[Dataset entries]
--------------------

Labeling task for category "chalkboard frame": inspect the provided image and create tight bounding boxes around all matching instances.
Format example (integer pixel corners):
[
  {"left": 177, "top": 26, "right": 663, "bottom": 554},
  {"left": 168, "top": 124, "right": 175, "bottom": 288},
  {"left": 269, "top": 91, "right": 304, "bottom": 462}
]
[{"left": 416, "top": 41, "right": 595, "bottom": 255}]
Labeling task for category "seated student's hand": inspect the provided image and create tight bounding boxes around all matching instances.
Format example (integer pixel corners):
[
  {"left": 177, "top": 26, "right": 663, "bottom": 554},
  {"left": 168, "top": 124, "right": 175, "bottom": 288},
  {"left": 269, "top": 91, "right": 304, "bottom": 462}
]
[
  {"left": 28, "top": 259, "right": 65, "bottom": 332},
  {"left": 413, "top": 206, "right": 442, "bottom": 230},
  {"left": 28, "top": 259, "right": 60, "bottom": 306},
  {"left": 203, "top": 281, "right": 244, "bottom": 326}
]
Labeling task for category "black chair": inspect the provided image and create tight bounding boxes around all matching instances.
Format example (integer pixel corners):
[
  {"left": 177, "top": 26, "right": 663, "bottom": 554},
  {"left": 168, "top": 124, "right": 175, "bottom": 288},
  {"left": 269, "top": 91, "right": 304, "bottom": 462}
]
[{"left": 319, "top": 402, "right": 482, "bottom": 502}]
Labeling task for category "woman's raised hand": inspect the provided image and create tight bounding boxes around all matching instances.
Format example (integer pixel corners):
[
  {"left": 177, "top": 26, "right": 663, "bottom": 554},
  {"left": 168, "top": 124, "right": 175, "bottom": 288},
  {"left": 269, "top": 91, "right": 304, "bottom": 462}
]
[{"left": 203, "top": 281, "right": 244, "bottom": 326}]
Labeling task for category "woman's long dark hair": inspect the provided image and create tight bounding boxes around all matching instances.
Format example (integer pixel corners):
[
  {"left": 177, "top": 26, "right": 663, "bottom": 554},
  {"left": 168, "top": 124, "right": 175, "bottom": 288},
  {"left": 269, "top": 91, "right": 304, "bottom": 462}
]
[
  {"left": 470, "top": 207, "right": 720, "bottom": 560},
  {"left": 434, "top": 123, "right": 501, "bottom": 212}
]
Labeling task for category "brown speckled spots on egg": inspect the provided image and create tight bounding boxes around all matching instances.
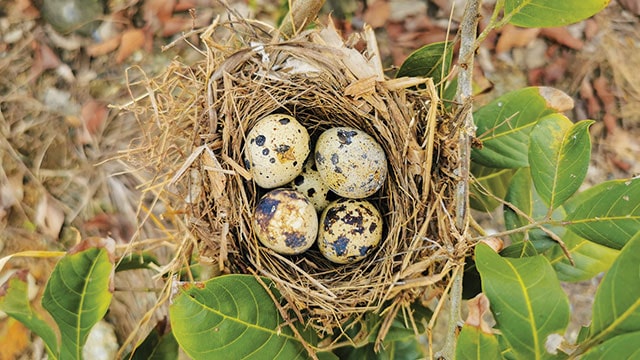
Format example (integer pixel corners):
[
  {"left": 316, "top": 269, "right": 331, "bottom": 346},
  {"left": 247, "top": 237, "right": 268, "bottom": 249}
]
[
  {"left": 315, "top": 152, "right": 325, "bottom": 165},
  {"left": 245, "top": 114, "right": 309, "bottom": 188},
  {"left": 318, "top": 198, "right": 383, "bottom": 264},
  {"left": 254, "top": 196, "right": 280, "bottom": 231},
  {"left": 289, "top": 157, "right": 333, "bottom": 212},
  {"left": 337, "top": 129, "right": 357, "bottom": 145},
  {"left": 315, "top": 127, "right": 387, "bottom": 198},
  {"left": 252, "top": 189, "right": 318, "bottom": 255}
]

--------------------

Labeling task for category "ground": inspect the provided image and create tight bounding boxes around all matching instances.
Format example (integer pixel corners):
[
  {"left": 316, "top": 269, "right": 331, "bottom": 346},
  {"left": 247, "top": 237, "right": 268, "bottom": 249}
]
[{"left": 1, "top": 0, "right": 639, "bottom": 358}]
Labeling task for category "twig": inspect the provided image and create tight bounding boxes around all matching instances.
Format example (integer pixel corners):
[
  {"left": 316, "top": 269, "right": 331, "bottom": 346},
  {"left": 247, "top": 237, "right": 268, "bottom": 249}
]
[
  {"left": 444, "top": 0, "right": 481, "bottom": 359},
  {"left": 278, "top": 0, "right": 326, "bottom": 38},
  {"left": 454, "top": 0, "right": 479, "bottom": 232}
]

--------------------

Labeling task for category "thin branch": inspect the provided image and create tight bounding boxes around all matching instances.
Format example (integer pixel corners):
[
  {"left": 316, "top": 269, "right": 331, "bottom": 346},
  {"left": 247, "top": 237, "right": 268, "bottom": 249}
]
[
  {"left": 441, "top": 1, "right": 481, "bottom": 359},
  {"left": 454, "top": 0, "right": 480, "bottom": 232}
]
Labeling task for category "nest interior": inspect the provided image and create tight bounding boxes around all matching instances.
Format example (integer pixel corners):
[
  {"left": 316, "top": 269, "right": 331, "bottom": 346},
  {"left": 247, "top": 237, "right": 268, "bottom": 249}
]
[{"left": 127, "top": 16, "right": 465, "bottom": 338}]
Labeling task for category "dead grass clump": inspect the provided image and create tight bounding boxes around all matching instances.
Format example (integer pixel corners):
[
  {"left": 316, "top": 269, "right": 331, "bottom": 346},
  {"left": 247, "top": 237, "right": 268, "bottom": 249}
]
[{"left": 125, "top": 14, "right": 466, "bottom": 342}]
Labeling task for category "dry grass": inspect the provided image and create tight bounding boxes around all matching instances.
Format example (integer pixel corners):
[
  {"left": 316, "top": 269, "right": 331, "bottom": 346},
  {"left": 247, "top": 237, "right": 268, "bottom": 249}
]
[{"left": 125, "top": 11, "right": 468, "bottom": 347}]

--------------------

* **Task brief**:
If a line of the records above contains the word "around", count it; then give the total and nothing more.

* **Output for this task**:
12